[BEGIN]

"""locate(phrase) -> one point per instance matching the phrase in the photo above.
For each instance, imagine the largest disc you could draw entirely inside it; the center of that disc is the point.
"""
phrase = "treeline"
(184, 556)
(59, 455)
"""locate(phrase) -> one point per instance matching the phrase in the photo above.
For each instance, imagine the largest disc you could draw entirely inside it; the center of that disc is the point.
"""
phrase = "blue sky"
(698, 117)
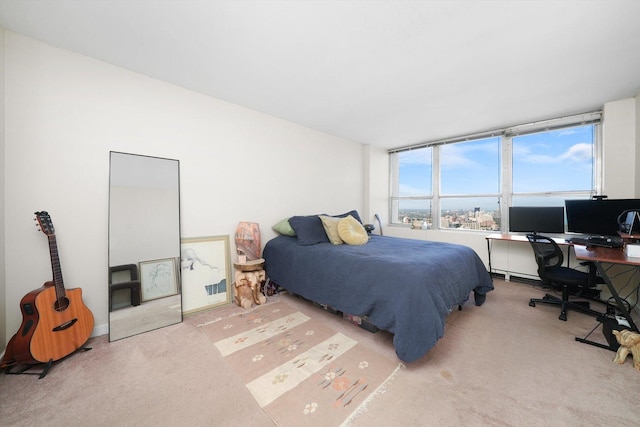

[END]

Copy out every line of the entries above, the locate instructions and phrases included, but increase each coordinate in the answer points by 114. Leave the pictures out.

## Task solution
"""locate(phrase) -> one point per instance matching the phrase in the photo above.
For each instance, imagine the largest disc you could draw entirely inside it; the center of that disc is the point.
"""
phrase = "treeline"
(298, 670)
(173, 569)
"""locate(phrase) -> one point per instance matching the phrase in the photo above.
For each instance, imagine the largest disc you could draw entirely inside it; the center of that disc is the point.
"""
phrase = "blue sky"
(812, 231)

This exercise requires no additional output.